• [What you should do]
Copy out every line of the items below that contains the string "rock", treating uppercase and lowercase letters as different.
***** The input *****
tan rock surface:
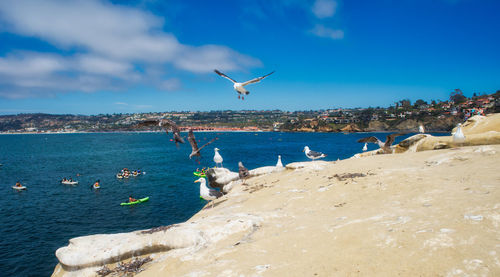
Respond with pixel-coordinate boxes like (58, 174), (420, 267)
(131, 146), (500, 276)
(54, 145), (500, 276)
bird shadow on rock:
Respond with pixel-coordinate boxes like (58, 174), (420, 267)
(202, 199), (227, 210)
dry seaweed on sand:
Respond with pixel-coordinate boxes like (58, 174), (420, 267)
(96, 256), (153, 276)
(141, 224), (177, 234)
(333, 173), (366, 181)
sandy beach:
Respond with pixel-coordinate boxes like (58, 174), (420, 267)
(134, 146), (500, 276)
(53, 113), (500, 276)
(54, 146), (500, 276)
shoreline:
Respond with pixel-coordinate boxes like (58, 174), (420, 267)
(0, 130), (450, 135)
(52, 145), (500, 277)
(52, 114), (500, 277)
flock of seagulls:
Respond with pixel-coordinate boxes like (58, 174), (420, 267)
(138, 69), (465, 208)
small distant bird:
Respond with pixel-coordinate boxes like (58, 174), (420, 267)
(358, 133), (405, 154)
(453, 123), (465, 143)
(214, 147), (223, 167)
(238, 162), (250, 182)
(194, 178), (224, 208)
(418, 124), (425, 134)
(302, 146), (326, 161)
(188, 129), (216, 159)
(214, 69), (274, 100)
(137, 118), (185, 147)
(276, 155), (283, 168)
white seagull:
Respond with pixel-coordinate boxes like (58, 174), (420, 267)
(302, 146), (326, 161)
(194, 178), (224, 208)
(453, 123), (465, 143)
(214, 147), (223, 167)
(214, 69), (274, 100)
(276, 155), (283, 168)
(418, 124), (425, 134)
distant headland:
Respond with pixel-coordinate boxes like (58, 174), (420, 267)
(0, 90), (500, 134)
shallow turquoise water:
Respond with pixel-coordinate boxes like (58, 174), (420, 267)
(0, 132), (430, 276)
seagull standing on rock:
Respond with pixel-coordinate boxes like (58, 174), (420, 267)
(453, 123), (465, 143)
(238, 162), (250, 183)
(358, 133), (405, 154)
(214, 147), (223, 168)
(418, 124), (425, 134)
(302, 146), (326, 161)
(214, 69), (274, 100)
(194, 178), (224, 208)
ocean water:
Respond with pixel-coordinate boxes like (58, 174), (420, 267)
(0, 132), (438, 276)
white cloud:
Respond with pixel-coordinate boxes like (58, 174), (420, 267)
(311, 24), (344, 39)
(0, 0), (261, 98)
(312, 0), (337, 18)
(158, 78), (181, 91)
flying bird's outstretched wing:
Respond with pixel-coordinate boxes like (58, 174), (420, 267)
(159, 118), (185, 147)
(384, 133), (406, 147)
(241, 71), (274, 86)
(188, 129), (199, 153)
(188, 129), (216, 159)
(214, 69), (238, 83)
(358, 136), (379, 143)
*****
***** The input *****
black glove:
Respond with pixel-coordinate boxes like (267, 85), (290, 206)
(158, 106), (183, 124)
*****
• [Correct output]
tan rock surface:
bird shadow on rock:
seagull standing on rock:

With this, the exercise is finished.